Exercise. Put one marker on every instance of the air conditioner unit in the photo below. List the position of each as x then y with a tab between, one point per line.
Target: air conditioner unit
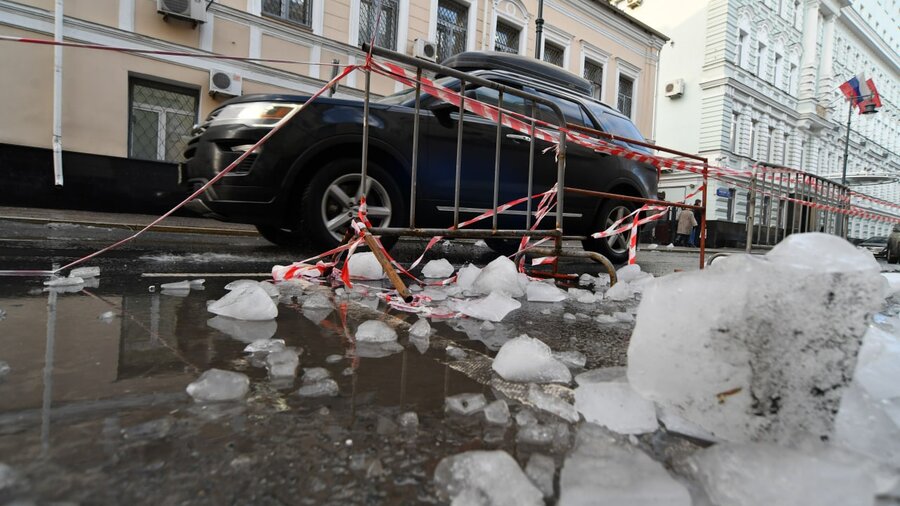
224	83
189	10
675	89
425	49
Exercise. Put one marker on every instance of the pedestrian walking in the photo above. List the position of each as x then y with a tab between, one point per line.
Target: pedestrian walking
686	222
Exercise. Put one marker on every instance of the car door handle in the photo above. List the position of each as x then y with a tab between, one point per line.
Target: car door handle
518	137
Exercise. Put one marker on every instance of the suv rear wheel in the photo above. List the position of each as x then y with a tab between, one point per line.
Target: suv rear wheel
330	202
615	248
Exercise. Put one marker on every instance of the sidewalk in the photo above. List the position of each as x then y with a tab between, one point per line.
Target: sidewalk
172	224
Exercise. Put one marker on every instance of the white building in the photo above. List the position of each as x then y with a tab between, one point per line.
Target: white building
757	81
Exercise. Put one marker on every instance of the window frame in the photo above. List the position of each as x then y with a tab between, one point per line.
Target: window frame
164	85
310	13
599	57
623	68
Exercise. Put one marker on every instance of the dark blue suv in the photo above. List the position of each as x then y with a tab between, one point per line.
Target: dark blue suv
302	183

━━━━━━━━━━

== Exercise aim ==
Omitting the pictures, repeat all entries exactly.

== Reply to the exercise ==
Exercise. Put one marker on every instance of the air conditioner unit in the photo below. List the position of each as x then y with a tab between, one point per line.
Target: air conditioner unit
224	83
189	10
675	89
425	49
Exercise. Put one marker on every instance of the pedestrian walking in the photo above. List the position of each as x then y with a tab between, one point per line.
Target: pedestrian walking
686	222
Exercise. Put one marker on every instance of the car door handle in the photo above. List the position of each as x then y with a tab between, one point per line.
Target: car door handle
518	137
Exercise. Put one marker on every instance of the suv rear wheel in the photo above. List the position of each as x then y with a tab between, one point per line.
Target: suv rear wheel
330	202
615	248
Exercise. Put one marker on every instance of the sidewalk in the photo above. List the position of each as x then y with a tab between, one point per line.
Target: sidewalk
172	224
Exercise. Put one marker on every instance of the white building in the photo above. List the position of each as x then y with a tab between, one point per line.
Target: white building
757	81
Exercise. Put one marker on every instance of the window frame in the photo above. List the position of each as x then y with a tab between, one point per line.
Target: window frame
164	85
310	13
599	57
623	68
Exercise. Put one marker on every instance of the dark blue suv in the photo above. List the position of each as x then y with a tab between, one point per line.
Target: dark blue suv
302	183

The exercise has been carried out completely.